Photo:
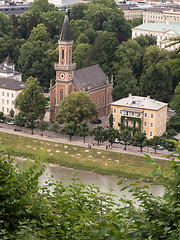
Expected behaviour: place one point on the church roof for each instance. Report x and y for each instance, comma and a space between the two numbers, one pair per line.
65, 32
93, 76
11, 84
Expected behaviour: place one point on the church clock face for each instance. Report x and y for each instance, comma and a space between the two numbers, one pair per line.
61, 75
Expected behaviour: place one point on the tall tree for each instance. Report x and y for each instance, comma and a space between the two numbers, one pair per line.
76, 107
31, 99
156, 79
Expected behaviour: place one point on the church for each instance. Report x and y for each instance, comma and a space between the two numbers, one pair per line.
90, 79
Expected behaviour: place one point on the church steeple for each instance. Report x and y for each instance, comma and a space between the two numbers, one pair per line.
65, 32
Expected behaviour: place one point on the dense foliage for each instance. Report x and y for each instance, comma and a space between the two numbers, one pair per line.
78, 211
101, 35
┄┄┄┄┄┄
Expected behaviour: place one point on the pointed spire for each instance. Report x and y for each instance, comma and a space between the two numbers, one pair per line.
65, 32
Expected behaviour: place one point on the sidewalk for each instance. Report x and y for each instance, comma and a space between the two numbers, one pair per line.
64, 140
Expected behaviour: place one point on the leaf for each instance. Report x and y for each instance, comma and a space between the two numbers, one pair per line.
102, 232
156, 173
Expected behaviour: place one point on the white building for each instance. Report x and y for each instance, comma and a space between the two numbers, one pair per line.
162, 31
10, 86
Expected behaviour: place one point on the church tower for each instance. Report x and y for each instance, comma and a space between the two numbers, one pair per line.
┄┄┄┄┄┄
## Task objective
Give again exactly, and only, the lines above starting at the one with "Expected behaviour: place one point on the sidewalk" and ending at the one with "Expected behaviour: place one point on the church tower".

## Output
Expected behaviour: place one point on the sidewalk for each instance. Report x and y for each instance, comma and a space between the two numbers, one pair per line.
64, 140
Expected behaviour: place one point on the leaf for each instance. Report x and y for each instance, comma and a space between the two numbers, one pair per line.
102, 232
156, 173
Expected behaviour: place one point on the white building for each instance. Report x and y for each instance, comma and a space between the two numbers, one pair per line.
162, 31
10, 86
Expected behaviour: place one point on the church tower for each instance. Report x and y for each instance, comma and a space between the two numbers, one pair per line.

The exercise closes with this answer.